_Required action_: Please reproduce, exactly as given, the lines running from the start of the data to the line containing "petal outer petal", inclusive, and omit the pictures.

Recorded data:
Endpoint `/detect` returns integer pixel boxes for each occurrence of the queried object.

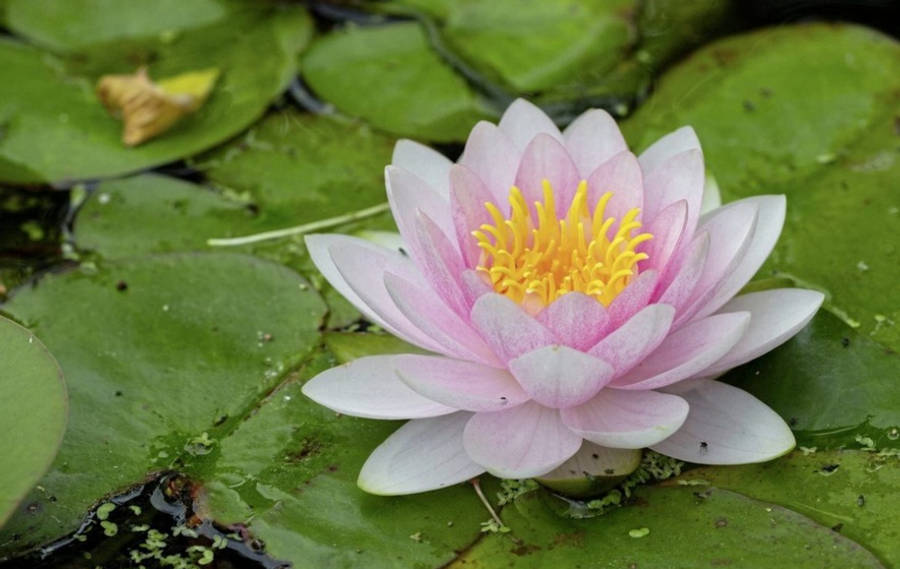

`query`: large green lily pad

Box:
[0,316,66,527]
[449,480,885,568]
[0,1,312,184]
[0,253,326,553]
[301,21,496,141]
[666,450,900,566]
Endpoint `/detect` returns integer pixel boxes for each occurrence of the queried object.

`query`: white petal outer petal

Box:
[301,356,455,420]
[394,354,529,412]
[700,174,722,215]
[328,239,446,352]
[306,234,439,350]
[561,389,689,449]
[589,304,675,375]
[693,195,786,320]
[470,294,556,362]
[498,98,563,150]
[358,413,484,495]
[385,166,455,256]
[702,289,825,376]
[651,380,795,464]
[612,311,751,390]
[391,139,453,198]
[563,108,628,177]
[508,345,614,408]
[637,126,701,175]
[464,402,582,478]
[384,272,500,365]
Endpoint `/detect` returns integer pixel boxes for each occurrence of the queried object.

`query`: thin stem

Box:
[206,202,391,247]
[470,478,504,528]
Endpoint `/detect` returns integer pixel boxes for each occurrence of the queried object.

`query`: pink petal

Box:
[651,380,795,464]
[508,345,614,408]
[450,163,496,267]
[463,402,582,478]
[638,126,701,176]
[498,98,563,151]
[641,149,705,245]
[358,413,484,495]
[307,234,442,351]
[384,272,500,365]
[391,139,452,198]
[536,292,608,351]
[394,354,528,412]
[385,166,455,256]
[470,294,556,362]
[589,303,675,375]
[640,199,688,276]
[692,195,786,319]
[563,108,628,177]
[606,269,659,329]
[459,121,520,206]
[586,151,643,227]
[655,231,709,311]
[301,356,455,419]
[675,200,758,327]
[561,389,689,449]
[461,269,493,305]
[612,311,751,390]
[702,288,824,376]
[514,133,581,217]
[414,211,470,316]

_The completed task_:
Endpoint `/detect` returns integer pixel boxes for each occurrence of the queried object.


`query`: large green lily pad

Box:
[0,316,66,527]
[449,480,885,568]
[0,1,312,184]
[0,253,326,553]
[301,21,496,141]
[666,450,900,566]
Endpoint `/detect` returns integer pixel boxes for each occurrence of the queried object.

`query`: white petal outer petal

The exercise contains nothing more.